# [ABOUT THIS EXERCISE]
Your answer should consist only of the records, copied exactly, with the images removed.

Natural language region descriptions:
*** Begin section ***

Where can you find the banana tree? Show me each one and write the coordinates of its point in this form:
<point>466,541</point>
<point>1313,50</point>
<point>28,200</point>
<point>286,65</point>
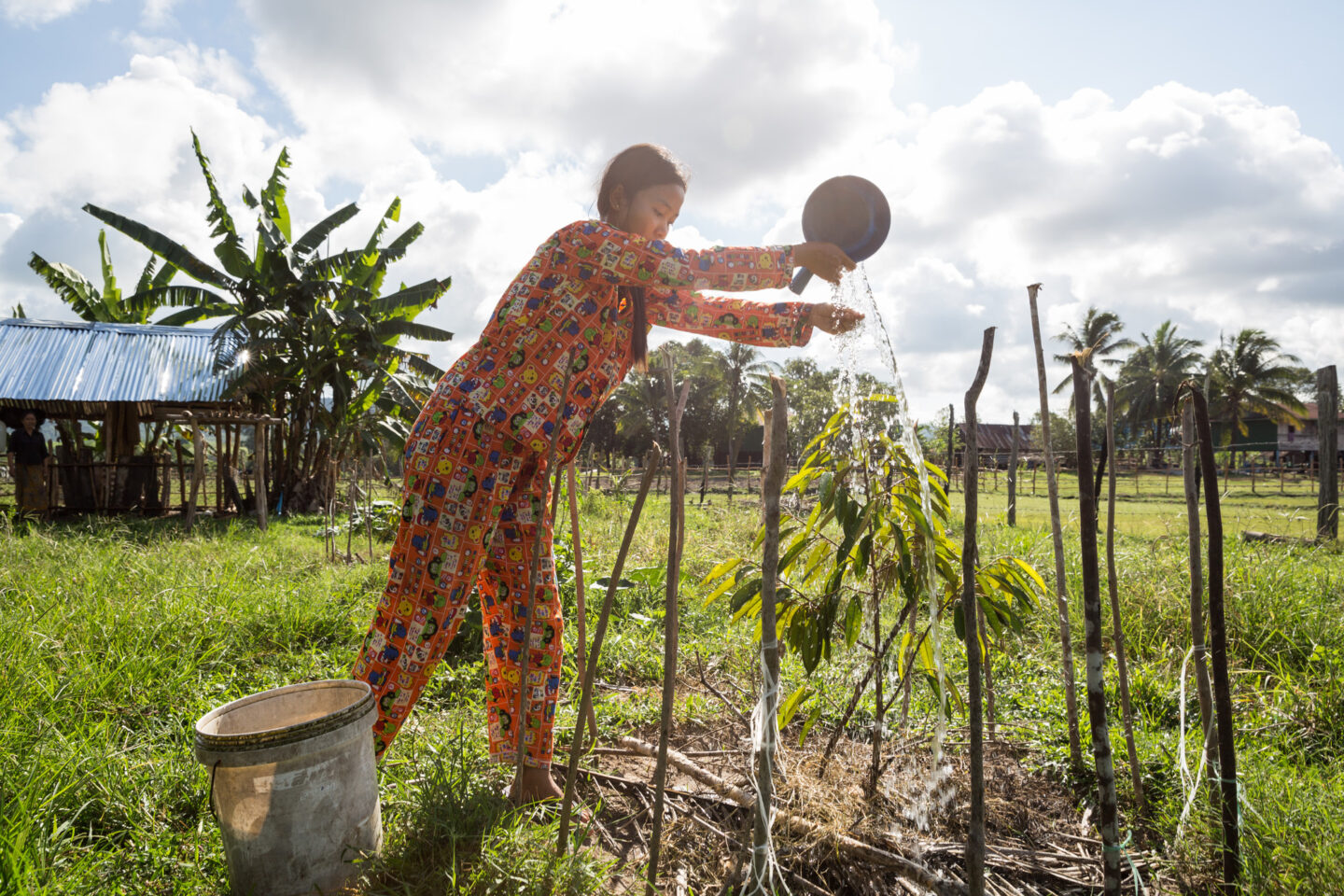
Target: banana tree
<point>864,540</point>
<point>309,336</point>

*** End section ***

# [EXPECTED ANSWER]
Where can you find the banana tree? Show me each one and write the coordinates of its point in this form:
<point>466,541</point>
<point>1313,50</point>
<point>28,200</point>
<point>286,65</point>
Target: banana tree
<point>864,540</point>
<point>309,336</point>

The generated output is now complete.